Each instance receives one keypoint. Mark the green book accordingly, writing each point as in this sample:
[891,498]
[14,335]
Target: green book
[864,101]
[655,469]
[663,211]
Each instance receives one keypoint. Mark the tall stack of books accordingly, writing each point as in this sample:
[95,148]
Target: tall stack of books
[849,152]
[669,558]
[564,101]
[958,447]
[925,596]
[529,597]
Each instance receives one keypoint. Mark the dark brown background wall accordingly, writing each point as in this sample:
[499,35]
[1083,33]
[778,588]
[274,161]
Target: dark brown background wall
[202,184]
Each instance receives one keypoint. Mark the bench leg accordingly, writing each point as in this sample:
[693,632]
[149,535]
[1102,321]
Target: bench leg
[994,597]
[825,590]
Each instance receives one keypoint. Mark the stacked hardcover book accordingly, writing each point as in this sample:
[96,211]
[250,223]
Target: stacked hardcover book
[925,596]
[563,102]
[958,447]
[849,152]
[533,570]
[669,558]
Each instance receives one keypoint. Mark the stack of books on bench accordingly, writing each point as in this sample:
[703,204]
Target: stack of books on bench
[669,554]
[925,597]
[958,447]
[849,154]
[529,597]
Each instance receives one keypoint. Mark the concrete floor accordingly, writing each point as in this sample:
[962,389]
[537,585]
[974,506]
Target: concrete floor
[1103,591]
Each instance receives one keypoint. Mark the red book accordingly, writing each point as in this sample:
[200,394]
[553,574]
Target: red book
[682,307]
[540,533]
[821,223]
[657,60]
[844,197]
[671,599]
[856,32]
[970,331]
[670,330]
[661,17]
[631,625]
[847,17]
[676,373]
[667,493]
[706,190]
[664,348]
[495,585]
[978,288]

WRITTEN TASK: Copy out all of the data above line for line, leaving every character unchanged.

FINISHED TASK:
Each instance receives one keypoint. Mark the green book accordingly, writing each point as in this sample:
[891,498]
[14,335]
Target: green book
[864,101]
[655,469]
[663,211]
Each instance receives one keypoint. Mark the tall stack of books accordingly, writing each point as in this sample:
[95,148]
Target: tall stack of books
[849,152]
[669,558]
[564,101]
[958,447]
[925,596]
[529,597]
Each instance receives one keypoint. Mark the dark brown background wall accordingly, writing each point as in this sample:
[499,35]
[1083,33]
[778,588]
[274,161]
Target: dark brown background wall
[202,184]
Each instance receives one keypoint. Mark the bench leg accordingly, writing each point as in this sample:
[693,632]
[149,535]
[1102,321]
Target: bench leg
[994,597]
[825,590]
Each instance receives one keypoint. Mark the stacked hardcover book accordingly, writing each point as in this sample:
[96,211]
[250,223]
Target: stacked hardcover book
[925,596]
[563,102]
[958,447]
[849,152]
[533,570]
[669,558]
Each instance receives one keypoint. Mark the stack of books on bench accordingly, writing each point as in this sample:
[703,204]
Target: stack of books on bench
[669,554]
[925,597]
[958,447]
[849,154]
[529,597]
Each instance receives one keypoint. Mark the concrete floor accordingly, writing each point as in this sample:
[962,389]
[537,585]
[974,506]
Target: concrete floor
[1103,591]
Each instance receives one keypoint. Mark the red book accordingly, writing each point as in this sample:
[200,394]
[553,574]
Target: red book
[682,307]
[540,533]
[821,223]
[657,60]
[844,197]
[671,599]
[856,32]
[970,331]
[670,330]
[661,17]
[631,625]
[847,17]
[676,373]
[667,493]
[706,190]
[664,348]
[495,585]
[978,288]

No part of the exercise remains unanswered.